The extern function send_to_port is used to direct a packet to a specified network port, or to a vport. Invoking send_to_port(x) is supported only within the main control. There are four cases to consider, detailed below.

  • current packet direction is HOST_TO_NET, and x is a network port id.

Calling send_to_port(x) modifies hidden state for this packet, so that the packet will be transmitted out of the network port with id x, without being looped back.

  • current packet direction is NET_TO_HOST, and x is a network port id.

Calling send_to_port(x) modifies hidden state for this packet, so that when the packet is finished with the main control and main deparser, it will loop back in the host side, and later return to be processed by the main control in the HOST_TO_NET direction. The hidden state will remain associated with the packet during that loopback, so that even if no further forwarding functions are called for the packet, it will be transmitted out of network port x.

  • current packet direction is HOST_TO_NET, and x is a vport id.

Calling send_to_port(x) modifies hidden state for this packet, so that when the packet is finished with the main control and main deparser, it will take the port loopback path, and later return to be processed by the main control in the NET_TO_HOST direction. The hidden state will remain associated with the packet during that loopback, so that even if no further forwarding functions are called for the packet, it will be sent to the vport with id x in the host.

  • current packet direction is NET_TO_HOST, and x is a vport id.

Calling send_to_port(x) modifies hidden state for this packet, so that the packet will be sent to the vport with id x in the host, without being looped back.

6.9. Packet Mirroring
extern void mirror_packet(MirrorSlotId_t mirror_slot_id,
                          MirrorSessionId_t mirror_session_id);

The extern function mirror_packet is used to cause a mirror copy of the packet currently being processed to be created. Invoking mirror_packet(x) is supported only within the main control.

PNA enables multiple mirror copies of a packet to be created during a single execution of MainControl, by calling mirror_packet with different mirror slot id values. PNA targets should support mirror_slot_id values in the range 0 through 3, at least, but are allowed to support a larger range.
____
Set of tasks:
• a. According to the packet-forwarding text, what range of mirror_slot_id values should PNA targets support at a minimum?
• b. Shift every coordinate in the outline answers by adding 44 to each number, and reproduce the part of the listing that opens with the line containing "frost on branches -> outlines, every instance" and closes at the end of the listing. Include both ends and keep the requests as they are.
This listing is unrelated to the packet-forwarding text.

Dataset records:
____
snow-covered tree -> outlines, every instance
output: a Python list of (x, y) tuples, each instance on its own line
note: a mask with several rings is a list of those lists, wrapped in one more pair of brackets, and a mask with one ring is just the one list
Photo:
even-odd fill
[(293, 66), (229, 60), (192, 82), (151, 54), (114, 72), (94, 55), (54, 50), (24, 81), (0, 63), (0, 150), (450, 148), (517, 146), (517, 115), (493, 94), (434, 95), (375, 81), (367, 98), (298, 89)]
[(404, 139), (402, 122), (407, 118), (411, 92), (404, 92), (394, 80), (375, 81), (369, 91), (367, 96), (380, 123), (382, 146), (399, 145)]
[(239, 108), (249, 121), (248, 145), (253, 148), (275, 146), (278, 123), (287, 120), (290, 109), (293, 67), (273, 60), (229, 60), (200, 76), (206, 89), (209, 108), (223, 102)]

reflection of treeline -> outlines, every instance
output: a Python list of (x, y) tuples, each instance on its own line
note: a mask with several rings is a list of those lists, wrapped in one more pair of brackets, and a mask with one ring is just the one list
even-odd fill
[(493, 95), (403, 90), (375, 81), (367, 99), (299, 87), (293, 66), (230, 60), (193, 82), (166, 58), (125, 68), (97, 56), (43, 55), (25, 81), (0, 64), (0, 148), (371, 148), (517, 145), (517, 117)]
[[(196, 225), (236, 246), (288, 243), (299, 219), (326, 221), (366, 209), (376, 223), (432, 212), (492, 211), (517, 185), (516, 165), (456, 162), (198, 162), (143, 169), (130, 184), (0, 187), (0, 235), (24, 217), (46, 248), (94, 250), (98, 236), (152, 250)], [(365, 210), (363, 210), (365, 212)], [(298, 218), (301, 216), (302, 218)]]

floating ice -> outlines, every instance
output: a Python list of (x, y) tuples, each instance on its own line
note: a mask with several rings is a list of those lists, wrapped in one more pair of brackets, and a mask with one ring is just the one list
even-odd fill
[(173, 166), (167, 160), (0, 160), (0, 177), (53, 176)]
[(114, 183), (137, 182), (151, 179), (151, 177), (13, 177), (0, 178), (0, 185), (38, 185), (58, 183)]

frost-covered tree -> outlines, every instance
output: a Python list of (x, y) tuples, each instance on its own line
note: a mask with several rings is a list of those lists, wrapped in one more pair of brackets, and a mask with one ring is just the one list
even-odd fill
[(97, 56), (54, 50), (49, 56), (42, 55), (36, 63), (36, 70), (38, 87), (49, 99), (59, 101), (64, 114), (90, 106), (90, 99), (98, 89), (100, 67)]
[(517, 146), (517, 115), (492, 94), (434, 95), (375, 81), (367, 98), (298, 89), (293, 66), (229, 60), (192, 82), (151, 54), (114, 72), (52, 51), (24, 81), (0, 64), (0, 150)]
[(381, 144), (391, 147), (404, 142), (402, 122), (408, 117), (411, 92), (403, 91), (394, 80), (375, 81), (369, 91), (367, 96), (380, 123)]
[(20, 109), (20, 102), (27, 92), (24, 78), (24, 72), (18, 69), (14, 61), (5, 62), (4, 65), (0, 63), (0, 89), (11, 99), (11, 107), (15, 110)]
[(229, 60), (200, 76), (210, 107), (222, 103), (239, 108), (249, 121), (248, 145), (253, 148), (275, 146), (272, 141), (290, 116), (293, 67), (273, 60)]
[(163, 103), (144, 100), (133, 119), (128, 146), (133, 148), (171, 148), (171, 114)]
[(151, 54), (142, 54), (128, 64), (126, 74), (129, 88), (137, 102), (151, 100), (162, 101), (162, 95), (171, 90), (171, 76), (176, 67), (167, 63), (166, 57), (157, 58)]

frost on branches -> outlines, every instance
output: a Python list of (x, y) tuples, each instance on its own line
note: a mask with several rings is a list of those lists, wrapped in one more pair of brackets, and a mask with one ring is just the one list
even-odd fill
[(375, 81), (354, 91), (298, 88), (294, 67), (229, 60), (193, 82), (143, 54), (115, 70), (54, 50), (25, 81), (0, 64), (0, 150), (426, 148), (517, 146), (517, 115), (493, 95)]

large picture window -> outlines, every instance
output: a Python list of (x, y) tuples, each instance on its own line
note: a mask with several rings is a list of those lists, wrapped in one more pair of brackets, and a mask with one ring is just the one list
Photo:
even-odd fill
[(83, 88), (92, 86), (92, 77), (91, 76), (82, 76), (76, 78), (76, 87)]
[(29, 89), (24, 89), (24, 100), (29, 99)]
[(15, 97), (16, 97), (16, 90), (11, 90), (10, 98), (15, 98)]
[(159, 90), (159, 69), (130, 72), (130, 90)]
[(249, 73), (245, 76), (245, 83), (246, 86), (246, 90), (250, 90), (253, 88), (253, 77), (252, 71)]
____
Response list:
• a. Values 0 through 3.

• b.
frost on branches -> outlines, every instance
output: a Python list of (x, y) tuples, each instance on its own line
note: a mask with several rings is a list of those lists, wrapped in one more pair of brackets, and a mask with one ring is just the one list
even-odd fill
[(419, 125), (398, 135), (342, 132), (338, 111), (273, 104), (237, 126), (187, 98), (159, 114), (98, 94), (69, 125), (44, 108), (44, 194), (470, 192), (561, 190), (561, 159), (537, 139)]

large picture window -> outlines, every instance
output: a Python list of (x, y) tuples, each instance on its own line
note: a mask with several rings is a list of those lists, wrapped in one more pair of brackets, and a mask with one ring is just the one list
Photo:
even-odd fill
[(127, 132), (136, 130), (136, 121), (135, 120), (126, 120), (120, 122), (120, 131)]
[(73, 133), (68, 133), (68, 144), (73, 143)]
[(59, 141), (60, 141), (60, 134), (55, 134), (54, 142), (59, 142)]
[(203, 134), (203, 113), (174, 116), (174, 134)]
[(293, 117), (289, 120), (289, 127), (290, 130), (290, 134), (294, 134), (297, 132), (297, 121), (296, 115)]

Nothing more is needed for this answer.